Set task
Count the lines in the records below that contain the string "saucepan", and give only that number.

begin Source data

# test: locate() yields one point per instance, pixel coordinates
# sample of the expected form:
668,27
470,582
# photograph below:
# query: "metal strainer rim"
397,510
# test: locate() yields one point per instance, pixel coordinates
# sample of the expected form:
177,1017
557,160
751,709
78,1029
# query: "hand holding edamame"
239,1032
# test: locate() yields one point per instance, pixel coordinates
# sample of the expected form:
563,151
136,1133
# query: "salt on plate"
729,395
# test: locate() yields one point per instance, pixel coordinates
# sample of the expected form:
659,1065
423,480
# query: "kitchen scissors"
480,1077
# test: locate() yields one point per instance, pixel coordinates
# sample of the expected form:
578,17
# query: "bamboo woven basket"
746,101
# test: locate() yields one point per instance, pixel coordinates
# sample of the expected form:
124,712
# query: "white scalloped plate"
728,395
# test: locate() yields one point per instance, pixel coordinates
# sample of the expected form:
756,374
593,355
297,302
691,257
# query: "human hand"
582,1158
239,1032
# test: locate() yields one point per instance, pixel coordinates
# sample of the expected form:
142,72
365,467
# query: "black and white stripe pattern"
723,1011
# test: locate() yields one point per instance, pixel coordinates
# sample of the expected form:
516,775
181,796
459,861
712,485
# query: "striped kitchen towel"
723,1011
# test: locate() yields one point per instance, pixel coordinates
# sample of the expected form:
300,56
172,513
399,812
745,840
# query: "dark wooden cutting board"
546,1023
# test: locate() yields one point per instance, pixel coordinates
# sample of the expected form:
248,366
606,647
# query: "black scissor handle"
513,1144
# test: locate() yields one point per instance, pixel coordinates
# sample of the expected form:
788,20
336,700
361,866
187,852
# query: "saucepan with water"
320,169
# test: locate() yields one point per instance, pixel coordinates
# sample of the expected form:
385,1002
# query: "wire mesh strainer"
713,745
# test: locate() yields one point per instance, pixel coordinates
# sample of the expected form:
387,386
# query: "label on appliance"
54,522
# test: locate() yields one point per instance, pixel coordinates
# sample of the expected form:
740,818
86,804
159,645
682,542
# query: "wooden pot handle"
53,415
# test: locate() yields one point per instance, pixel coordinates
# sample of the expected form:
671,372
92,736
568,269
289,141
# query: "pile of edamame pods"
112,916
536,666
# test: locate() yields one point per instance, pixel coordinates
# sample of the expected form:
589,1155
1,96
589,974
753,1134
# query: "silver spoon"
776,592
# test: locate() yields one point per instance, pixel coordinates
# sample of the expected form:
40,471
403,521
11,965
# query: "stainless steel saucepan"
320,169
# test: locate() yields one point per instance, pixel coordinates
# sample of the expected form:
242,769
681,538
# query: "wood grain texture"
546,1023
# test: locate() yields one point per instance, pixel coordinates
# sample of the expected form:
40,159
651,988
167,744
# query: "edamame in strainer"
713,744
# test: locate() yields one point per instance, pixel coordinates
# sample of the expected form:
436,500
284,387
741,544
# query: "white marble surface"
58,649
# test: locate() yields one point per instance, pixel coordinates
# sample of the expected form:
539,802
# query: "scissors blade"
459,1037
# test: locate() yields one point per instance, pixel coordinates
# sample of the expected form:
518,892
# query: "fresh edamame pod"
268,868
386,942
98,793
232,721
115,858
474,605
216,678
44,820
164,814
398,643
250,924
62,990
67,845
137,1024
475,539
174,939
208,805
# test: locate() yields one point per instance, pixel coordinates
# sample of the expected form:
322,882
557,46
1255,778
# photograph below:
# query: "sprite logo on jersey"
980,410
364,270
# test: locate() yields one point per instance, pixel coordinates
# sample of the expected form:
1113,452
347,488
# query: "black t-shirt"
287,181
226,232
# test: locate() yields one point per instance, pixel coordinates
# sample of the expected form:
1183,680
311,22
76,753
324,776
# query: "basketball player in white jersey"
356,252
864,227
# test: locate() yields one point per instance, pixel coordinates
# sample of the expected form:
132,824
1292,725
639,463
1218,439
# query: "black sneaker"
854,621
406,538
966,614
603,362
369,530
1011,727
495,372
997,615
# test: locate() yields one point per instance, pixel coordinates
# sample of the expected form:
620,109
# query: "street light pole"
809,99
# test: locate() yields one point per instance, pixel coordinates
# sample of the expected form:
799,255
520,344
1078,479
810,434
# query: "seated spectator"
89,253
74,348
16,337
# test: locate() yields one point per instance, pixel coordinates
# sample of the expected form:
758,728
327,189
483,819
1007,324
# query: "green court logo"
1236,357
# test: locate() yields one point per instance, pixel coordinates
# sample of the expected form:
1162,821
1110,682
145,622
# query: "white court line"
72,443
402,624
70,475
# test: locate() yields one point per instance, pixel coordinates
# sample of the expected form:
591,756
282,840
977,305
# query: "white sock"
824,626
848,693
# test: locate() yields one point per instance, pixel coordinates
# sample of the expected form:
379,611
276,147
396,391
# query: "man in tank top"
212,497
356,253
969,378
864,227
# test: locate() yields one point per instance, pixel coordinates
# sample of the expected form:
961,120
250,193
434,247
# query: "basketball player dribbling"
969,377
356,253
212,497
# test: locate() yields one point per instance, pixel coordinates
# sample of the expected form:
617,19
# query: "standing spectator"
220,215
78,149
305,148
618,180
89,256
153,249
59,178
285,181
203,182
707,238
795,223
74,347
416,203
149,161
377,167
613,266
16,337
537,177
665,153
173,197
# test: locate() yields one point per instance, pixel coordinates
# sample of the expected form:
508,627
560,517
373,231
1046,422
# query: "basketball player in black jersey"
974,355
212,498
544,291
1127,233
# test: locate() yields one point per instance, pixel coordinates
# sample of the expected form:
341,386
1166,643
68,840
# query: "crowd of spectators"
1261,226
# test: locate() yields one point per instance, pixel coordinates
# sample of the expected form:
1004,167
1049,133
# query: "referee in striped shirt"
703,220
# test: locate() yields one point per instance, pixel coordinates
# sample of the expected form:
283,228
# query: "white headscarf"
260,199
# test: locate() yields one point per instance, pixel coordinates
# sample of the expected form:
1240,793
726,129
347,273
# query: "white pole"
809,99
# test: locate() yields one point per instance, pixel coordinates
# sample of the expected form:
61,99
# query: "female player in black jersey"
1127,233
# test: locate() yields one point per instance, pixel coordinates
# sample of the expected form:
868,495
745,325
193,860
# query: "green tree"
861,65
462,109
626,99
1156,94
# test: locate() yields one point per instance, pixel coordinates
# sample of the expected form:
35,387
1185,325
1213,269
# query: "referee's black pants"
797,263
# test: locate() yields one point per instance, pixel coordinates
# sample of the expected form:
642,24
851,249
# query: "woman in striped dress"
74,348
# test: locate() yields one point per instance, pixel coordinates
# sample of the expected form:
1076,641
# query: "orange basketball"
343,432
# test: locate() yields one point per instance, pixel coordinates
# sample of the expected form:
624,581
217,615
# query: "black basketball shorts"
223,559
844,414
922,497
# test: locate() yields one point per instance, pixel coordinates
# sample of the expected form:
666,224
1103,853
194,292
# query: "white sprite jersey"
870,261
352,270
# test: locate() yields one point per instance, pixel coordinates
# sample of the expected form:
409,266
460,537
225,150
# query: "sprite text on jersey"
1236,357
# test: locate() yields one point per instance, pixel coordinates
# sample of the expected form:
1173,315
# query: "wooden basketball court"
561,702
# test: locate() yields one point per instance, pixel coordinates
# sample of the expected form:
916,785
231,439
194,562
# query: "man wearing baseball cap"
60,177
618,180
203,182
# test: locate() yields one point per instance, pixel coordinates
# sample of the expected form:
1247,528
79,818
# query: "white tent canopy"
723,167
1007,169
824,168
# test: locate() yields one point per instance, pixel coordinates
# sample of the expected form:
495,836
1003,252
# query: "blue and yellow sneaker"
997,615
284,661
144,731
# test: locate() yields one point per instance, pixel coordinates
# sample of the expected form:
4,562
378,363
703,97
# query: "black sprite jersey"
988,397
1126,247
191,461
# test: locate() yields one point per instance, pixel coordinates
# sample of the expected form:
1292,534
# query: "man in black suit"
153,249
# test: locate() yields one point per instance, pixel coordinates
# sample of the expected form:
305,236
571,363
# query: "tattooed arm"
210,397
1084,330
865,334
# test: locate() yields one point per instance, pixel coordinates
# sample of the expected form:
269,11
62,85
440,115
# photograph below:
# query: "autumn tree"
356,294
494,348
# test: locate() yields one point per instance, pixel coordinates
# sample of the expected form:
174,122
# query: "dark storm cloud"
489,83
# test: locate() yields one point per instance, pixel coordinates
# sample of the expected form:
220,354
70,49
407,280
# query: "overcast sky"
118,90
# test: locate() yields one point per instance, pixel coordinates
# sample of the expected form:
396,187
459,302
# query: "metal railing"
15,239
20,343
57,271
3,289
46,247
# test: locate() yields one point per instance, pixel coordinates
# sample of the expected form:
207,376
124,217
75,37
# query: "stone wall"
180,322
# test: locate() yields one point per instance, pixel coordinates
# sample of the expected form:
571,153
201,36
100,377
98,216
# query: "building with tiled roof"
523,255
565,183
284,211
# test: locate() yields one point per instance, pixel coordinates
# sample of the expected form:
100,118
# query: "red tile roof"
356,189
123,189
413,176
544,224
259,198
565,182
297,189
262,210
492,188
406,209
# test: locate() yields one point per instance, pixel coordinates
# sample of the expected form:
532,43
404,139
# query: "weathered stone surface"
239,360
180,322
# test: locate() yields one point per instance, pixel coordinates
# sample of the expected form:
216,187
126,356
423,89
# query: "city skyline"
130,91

end Source data

Final answer
2